Lee Sang Hong, van der Werf Julius H J, Hayes Ben J, Goddard Michael E, Visscher Peter M
School of Environmental and Rural Science, University of New England, Armidale, NSW, Australia.
PLoS Genet. 2008 Oct;4(10):e1000231. doi: 10.1371/journal.pgen.1000231. Epub 2008 Oct 24.
Genome-wide association studies (GWAS) for quantitative traits and disease in humans and other species have shown that there are many loci that contribute to the observed resemblance between relatives. GWAS to date have mostly focussed on discovery of genes or regulatory regions habouring causative polymorphisms, using single SNP analyses and setting stringent type-I error rates. Genome-wide marker data can also be used to predict genetic values and therefore predict phenotypes. Here, we propose a Bayesian method that utilises all marker data simultaneously to predict phenotypes. We apply the method to three traits: coat colour, %CD8 cells, and mean cell haemoglobin, measured in a heterogeneous stock mouse population. We find that a model that contains both additive and dominance effects, estimated from genome-wide marker data, is successful in predicting unobserved phenotypes and is significantly better than a prediction based upon the phenotypes of close relatives. Correlations between predicted and actual phenotypes were in the range of 0.4 to 0.9 when half of the number of families was used to estimate effects and the other half for prediction. Posterior probabilities of SNPs being associated with coat colour were high for regions that are known to contain loci for this trait. The prediction of phenotypes using large samples, high-density SNP data, and appropriate statistical methodology is feasible and can be applied in human medicine, forensics, or artificial selection programs.
针对人类和其他物种的数量性状及疾病开展的全基因组关联研究(GWAS)表明,存在许多位点对亲属间观察到的相似性有贡献。迄今为止,GWAS大多聚焦于利用单核苷酸多态性(SNP)分析以及设定严格的I型错误率来发现含有致病多态性的基因或调控区域。全基因组标记数据也可用于预测遗传值,进而预测表型。在此,我们提出一种贝叶斯方法,该方法同时利用所有标记数据来预测表型。我们将该方法应用于在一个遗传异质小鼠群体中测量的三个性状:毛色、CD8细胞百分比和平均细胞血红蛋白含量。我们发现,一个包含从全基因组标记数据估计出的加性效应和显性效应的模型,能够成功预测未观察到的表型,并且显著优于基于近亲表型的预测。当用一半的家系数量来估计效应,另一半用于预测时,预测表型与实际表型之间的相关性在0.4到0.9之间。对于已知包含该性状位点的区域,SNP与毛色相关的后验概率很高。利用大样本、高密度SNP数据以及适当的统计方法来预测表型是可行的,并且可应用于人类医学、法医学或人工选择计划。
▬▬▬
> Goal of the exercise:
Repeat, word for word, the part of the abstract that opens with the words "Lee Sang Hong, van" and closes with "Armidale, NSW, Australia.".

Segmentation mask data:
▬▬▬
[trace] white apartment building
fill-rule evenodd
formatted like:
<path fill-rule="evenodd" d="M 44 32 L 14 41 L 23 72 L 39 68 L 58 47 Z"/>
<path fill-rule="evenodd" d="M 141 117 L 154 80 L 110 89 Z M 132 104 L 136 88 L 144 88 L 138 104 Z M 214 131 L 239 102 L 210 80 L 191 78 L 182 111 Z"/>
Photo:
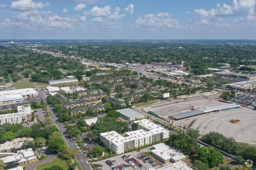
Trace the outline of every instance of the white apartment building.
<path fill-rule="evenodd" d="M 100 139 L 105 145 L 119 154 L 124 151 L 169 137 L 169 131 L 145 119 L 133 122 L 133 129 L 126 137 L 115 131 L 100 134 Z"/>
<path fill-rule="evenodd" d="M 5 123 L 20 123 L 23 121 L 29 121 L 32 119 L 32 112 L 30 104 L 17 107 L 18 113 L 0 115 L 0 125 Z"/>

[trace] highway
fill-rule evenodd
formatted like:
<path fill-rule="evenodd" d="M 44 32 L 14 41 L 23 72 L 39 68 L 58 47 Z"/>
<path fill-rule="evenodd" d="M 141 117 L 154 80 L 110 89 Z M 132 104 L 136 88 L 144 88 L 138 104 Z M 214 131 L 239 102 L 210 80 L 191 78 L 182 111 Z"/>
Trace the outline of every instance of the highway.
<path fill-rule="evenodd" d="M 43 92 L 43 91 L 41 90 L 41 88 L 38 87 L 36 82 L 33 82 L 33 84 L 37 90 L 38 93 L 40 93 L 42 99 L 43 99 L 45 100 L 45 101 L 47 103 L 46 98 Z M 56 115 L 55 115 L 52 111 L 52 107 L 47 103 L 46 107 L 47 109 L 51 112 L 51 114 L 53 117 L 54 122 L 56 122 L 58 119 L 56 116 Z M 64 133 L 64 132 L 66 132 L 66 130 L 64 127 L 63 123 L 61 122 L 59 122 L 58 124 L 55 123 L 55 126 L 56 126 L 58 129 L 59 129 L 59 130 L 61 131 L 62 137 L 65 141 L 65 142 L 68 146 L 71 149 L 77 149 L 77 148 L 75 145 L 74 142 L 70 142 L 69 141 L 70 139 L 68 138 L 68 136 L 67 135 L 63 135 L 63 134 L 65 134 Z M 85 160 L 87 159 L 88 158 L 84 154 L 81 154 L 79 152 L 78 152 L 78 154 L 76 156 L 76 158 L 78 162 L 79 166 L 82 168 L 83 170 L 89 170 L 91 169 L 89 166 L 85 163 Z"/>

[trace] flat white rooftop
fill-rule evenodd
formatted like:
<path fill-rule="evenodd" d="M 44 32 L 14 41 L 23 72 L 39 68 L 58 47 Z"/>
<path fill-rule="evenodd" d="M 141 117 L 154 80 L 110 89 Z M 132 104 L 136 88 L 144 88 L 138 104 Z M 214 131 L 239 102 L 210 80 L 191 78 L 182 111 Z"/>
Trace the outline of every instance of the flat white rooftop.
<path fill-rule="evenodd" d="M 175 161 L 186 157 L 181 152 L 173 149 L 163 143 L 152 146 L 155 149 L 151 152 L 161 159 L 167 160 L 171 158 Z"/>
<path fill-rule="evenodd" d="M 0 151 L 21 147 L 25 141 L 31 141 L 33 140 L 32 138 L 28 137 L 15 138 L 12 141 L 7 141 L 5 143 L 0 144 Z"/>
<path fill-rule="evenodd" d="M 38 95 L 38 93 L 32 88 L 0 91 L 0 96 L 3 95 L 13 95 L 19 94 L 20 95 L 22 96 L 30 95 L 32 94 L 37 95 Z"/>

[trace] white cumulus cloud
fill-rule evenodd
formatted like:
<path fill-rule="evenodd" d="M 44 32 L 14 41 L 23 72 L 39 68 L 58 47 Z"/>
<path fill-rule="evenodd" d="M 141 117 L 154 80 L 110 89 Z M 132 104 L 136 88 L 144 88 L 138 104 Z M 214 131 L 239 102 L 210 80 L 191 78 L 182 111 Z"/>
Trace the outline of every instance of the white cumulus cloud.
<path fill-rule="evenodd" d="M 86 7 L 86 5 L 83 4 L 80 4 L 74 8 L 74 10 L 76 11 L 82 11 L 83 9 L 85 8 Z"/>
<path fill-rule="evenodd" d="M 67 13 L 68 12 L 68 9 L 67 9 L 67 8 L 65 8 L 65 9 L 63 9 L 62 10 L 62 11 L 61 11 L 61 12 L 62 12 L 63 13 Z"/>
<path fill-rule="evenodd" d="M 49 5 L 48 3 L 45 4 L 41 2 L 37 3 L 32 0 L 20 0 L 12 2 L 10 7 L 18 11 L 30 11 L 42 9 L 45 6 L 48 6 Z"/>
<path fill-rule="evenodd" d="M 126 12 L 129 12 L 130 15 L 132 15 L 134 13 L 134 4 L 130 4 L 126 8 L 124 8 L 124 11 Z"/>
<path fill-rule="evenodd" d="M 89 11 L 84 11 L 83 14 L 94 16 L 108 16 L 111 14 L 111 6 L 106 5 L 103 8 L 96 6 Z"/>
<path fill-rule="evenodd" d="M 80 20 L 82 21 L 85 21 L 86 20 L 86 16 L 82 16 L 80 17 Z"/>
<path fill-rule="evenodd" d="M 170 13 L 160 13 L 144 15 L 136 20 L 134 22 L 137 25 L 150 29 L 160 27 L 162 28 L 181 28 L 182 26 L 176 19 L 171 18 Z"/>
<path fill-rule="evenodd" d="M 6 4 L 0 4 L 0 7 L 4 8 L 5 7 L 7 7 L 7 5 Z"/>
<path fill-rule="evenodd" d="M 91 21 L 94 22 L 102 22 L 103 21 L 101 17 L 95 17 Z"/>

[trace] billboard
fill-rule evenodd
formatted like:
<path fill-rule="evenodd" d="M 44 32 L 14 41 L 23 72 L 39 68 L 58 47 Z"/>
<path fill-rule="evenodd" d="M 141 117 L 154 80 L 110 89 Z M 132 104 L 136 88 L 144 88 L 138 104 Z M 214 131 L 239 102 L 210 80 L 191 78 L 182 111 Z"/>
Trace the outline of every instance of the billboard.
<path fill-rule="evenodd" d="M 170 93 L 163 93 L 163 99 L 168 99 L 170 97 Z"/>

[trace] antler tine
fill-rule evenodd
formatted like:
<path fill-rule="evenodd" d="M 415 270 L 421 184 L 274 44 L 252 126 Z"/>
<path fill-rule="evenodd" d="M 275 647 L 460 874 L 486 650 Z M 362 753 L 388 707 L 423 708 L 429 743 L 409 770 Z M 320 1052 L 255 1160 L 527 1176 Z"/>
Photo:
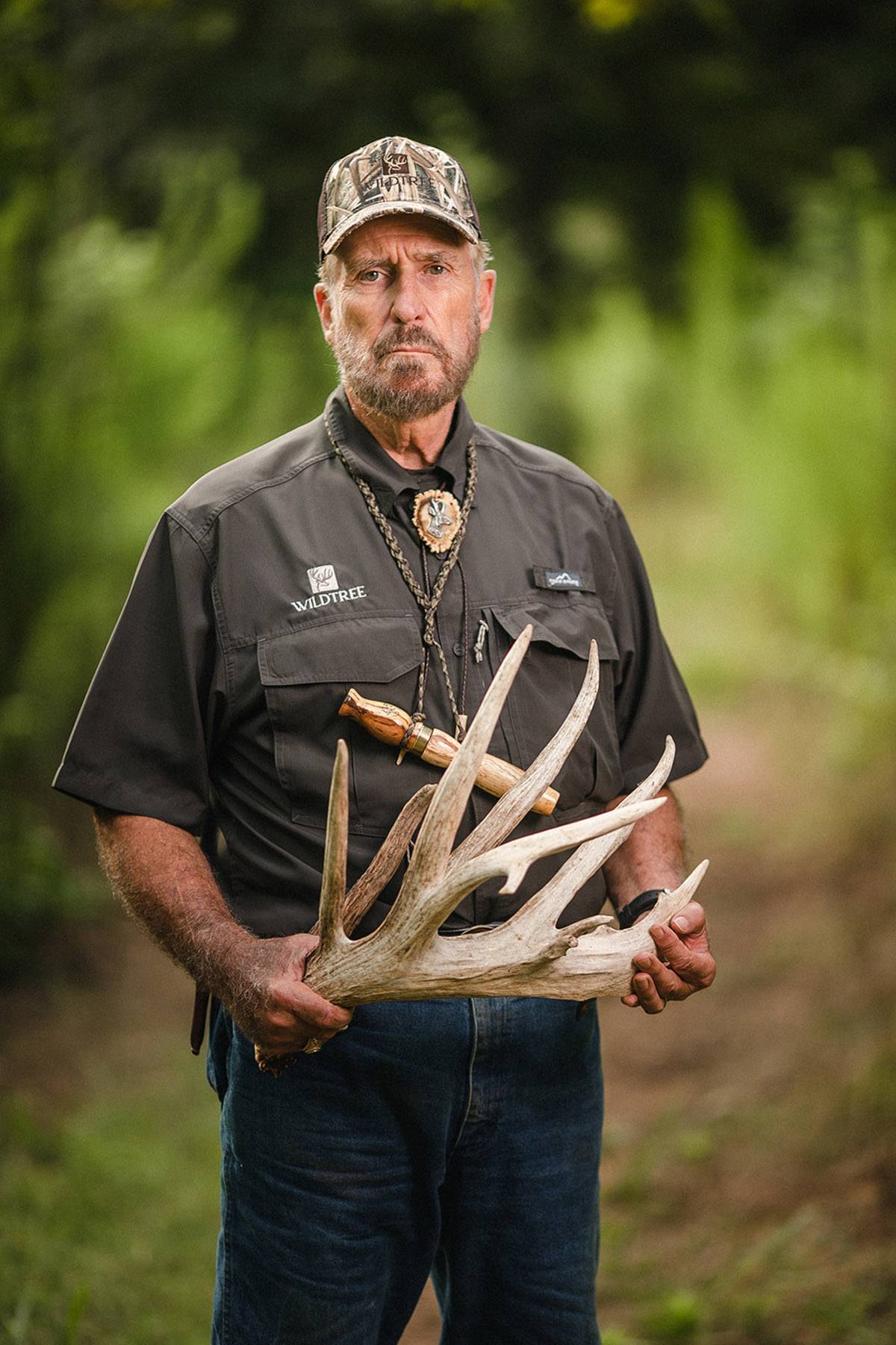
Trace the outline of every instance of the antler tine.
<path fill-rule="evenodd" d="M 532 627 L 527 625 L 501 662 L 492 685 L 482 697 L 482 703 L 476 712 L 476 717 L 467 729 L 459 752 L 439 780 L 426 820 L 420 827 L 420 834 L 414 847 L 414 857 L 404 874 L 404 882 L 392 908 L 394 911 L 406 896 L 423 886 L 426 874 L 445 872 L 445 865 L 451 853 L 451 842 L 463 816 L 466 800 L 470 796 L 480 764 L 492 741 L 494 725 L 498 722 L 498 716 L 504 709 L 508 691 L 529 647 L 531 639 Z"/>
<path fill-rule="evenodd" d="M 416 794 L 411 795 L 390 827 L 386 841 L 379 847 L 357 882 L 349 888 L 345 901 L 343 902 L 343 928 L 347 935 L 351 935 L 352 931 L 357 928 L 386 884 L 398 869 L 434 794 L 435 785 L 424 784 L 416 791 Z"/>
<path fill-rule="evenodd" d="M 449 873 L 453 873 L 465 861 L 473 859 L 477 854 L 482 854 L 485 850 L 490 850 L 498 845 L 513 831 L 517 822 L 523 820 L 536 799 L 541 796 L 541 792 L 555 779 L 557 771 L 575 746 L 588 722 L 599 685 L 600 658 L 598 655 L 596 640 L 591 640 L 588 667 L 572 709 L 551 741 L 541 748 L 525 775 L 517 780 L 512 790 L 508 790 L 498 799 L 482 822 L 454 850 L 449 861 Z"/>
<path fill-rule="evenodd" d="M 643 799 L 652 799 L 669 779 L 674 757 L 676 745 L 670 737 L 666 737 L 664 753 L 653 771 L 622 800 L 619 808 L 625 808 L 631 803 L 641 803 Z M 607 862 L 611 854 L 615 854 L 621 845 L 625 845 L 631 835 L 631 826 L 611 831 L 610 835 L 596 837 L 594 841 L 579 846 L 575 854 L 571 854 L 560 865 L 541 890 L 529 897 L 527 904 L 510 916 L 506 921 L 508 928 L 520 933 L 529 928 L 533 929 L 536 925 L 556 924 L 579 888 L 598 872 L 600 865 Z"/>
<path fill-rule="evenodd" d="M 517 841 L 508 841 L 506 845 L 485 854 L 467 859 L 462 869 L 446 873 L 426 893 L 426 909 L 415 912 L 415 931 L 426 931 L 429 935 L 438 929 L 441 923 L 454 911 L 458 901 L 478 888 L 481 882 L 504 874 L 505 884 L 501 893 L 516 892 L 531 865 L 544 855 L 556 854 L 557 850 L 567 850 L 570 846 L 582 845 L 594 837 L 606 835 L 634 823 L 661 808 L 665 799 L 647 799 L 643 803 L 633 803 L 627 807 L 614 808 L 611 812 L 596 812 L 591 818 L 582 818 L 579 822 L 568 822 L 563 827 L 553 827 L 549 831 L 536 831 L 529 837 L 520 837 Z M 419 842 L 418 842 L 419 846 Z M 570 898 L 572 893 L 570 893 Z M 570 900 L 568 898 L 568 900 Z M 532 898 L 535 900 L 535 898 Z M 390 919 L 392 912 L 390 912 Z M 548 927 L 551 935 L 555 931 Z"/>
<path fill-rule="evenodd" d="M 324 842 L 324 873 L 321 877 L 320 947 L 318 954 L 334 952 L 348 943 L 343 931 L 343 901 L 345 898 L 345 861 L 348 855 L 348 746 L 340 738 L 336 744 L 333 775 L 330 777 L 329 806 L 326 808 L 326 839 Z"/>
<path fill-rule="evenodd" d="M 709 861 L 704 859 L 674 889 L 660 897 L 650 913 L 650 924 L 668 924 L 693 898 Z M 646 921 L 645 921 L 646 923 Z M 583 933 L 563 959 L 563 967 L 547 967 L 540 993 L 551 998 L 590 998 L 591 995 L 626 994 L 631 989 L 631 959 L 637 952 L 653 951 L 653 943 L 643 924 L 630 929 L 596 929 Z M 560 986 L 560 981 L 566 986 Z"/>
▬▬▬
> Answer:
Lee Sang Hong, van der Werf Julius H J, Hayes Ben J, Goddard Michael E, Visscher Peter M
School of Environmental and Rural Science, University of New England, Armidale, NSW, Australia.